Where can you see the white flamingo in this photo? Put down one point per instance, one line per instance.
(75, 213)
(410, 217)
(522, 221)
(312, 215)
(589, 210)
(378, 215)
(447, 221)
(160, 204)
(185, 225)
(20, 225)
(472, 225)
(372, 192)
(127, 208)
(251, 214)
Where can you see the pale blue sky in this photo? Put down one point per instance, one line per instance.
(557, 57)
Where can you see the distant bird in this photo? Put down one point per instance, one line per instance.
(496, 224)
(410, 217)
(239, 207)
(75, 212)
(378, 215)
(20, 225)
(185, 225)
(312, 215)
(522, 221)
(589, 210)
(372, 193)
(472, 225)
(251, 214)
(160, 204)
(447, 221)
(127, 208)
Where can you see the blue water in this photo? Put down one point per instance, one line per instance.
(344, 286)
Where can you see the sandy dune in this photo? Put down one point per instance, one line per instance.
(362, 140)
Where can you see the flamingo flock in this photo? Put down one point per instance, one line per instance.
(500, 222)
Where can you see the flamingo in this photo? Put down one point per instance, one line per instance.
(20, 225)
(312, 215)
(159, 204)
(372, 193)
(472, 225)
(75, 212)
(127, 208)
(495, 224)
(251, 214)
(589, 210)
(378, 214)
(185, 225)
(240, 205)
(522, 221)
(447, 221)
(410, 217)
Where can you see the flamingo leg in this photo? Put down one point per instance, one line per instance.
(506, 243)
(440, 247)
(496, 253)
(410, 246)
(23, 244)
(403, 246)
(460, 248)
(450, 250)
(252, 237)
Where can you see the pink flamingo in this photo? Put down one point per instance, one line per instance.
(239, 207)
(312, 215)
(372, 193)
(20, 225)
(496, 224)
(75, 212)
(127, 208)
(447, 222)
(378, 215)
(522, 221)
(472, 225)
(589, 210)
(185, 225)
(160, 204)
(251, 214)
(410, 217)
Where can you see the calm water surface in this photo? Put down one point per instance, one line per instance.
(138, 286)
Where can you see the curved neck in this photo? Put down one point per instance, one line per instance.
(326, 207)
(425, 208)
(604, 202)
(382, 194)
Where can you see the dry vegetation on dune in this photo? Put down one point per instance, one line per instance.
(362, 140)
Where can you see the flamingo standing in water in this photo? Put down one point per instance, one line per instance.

=== EXERCISE ===
Rewrite the listing above, substituting "Mark" for every occurrence of "Put down" and leaving everything else unchanged.

=== EXERCISE SOLUTION ===
Where can you see the white flamingo in this photo? Mark one point per instance, one line per instance.
(75, 213)
(410, 217)
(522, 221)
(312, 215)
(589, 210)
(378, 215)
(447, 221)
(160, 204)
(185, 225)
(20, 225)
(472, 225)
(372, 192)
(127, 208)
(251, 214)
Where can you see the pale blue sky in this photo? Mark one point per instance, one line per instance.
(557, 57)
Where can you see the distant bird in this photo? Mark one point per instance, one line per instance.
(496, 224)
(410, 217)
(239, 207)
(75, 212)
(378, 215)
(20, 225)
(185, 225)
(312, 215)
(522, 221)
(589, 210)
(372, 193)
(472, 225)
(251, 214)
(160, 204)
(447, 221)
(127, 208)
Where can you see the blue water in this photo? Mark one point per instance, one line per instance.
(344, 286)
Where can you see the sandy dune in this photo? Mark one point per instance, one line per instance.
(362, 140)
Where can you see the flamingo flock in this photo? Mark one point per instance, one line per instance.
(500, 222)
Where can you see the flamingo in this photo? Mark one point per instance, one line per instance.
(20, 225)
(312, 215)
(159, 204)
(372, 193)
(472, 225)
(75, 212)
(127, 208)
(495, 224)
(251, 214)
(589, 210)
(378, 214)
(185, 225)
(240, 205)
(522, 221)
(447, 221)
(410, 217)
Where can you see the flamingo leg in this photo? Mark one point per instance, one line per instance.
(506, 243)
(440, 247)
(496, 253)
(410, 246)
(23, 244)
(403, 246)
(460, 248)
(450, 250)
(252, 237)
Where can you see the pink flamingo in this photo? Mark one point per instance, one line per instance.
(239, 207)
(312, 215)
(372, 193)
(20, 225)
(496, 224)
(75, 212)
(127, 208)
(447, 222)
(378, 215)
(522, 221)
(472, 225)
(589, 210)
(185, 225)
(160, 204)
(251, 214)
(410, 217)
Where can you see the calm water surface in this photo? Mark one point per instance, one line per instance.
(138, 286)
Where can you see the curved neck in this photo? Mark one point per instance, one line per instance.
(326, 207)
(425, 208)
(604, 202)
(382, 194)
Where can you see the dry vegetation on dune in this photo? Mark one point per instance, one line per instance.
(362, 140)
Where can you see the flamingo standing in water in this photo? Mark one point per instance, one line per instance.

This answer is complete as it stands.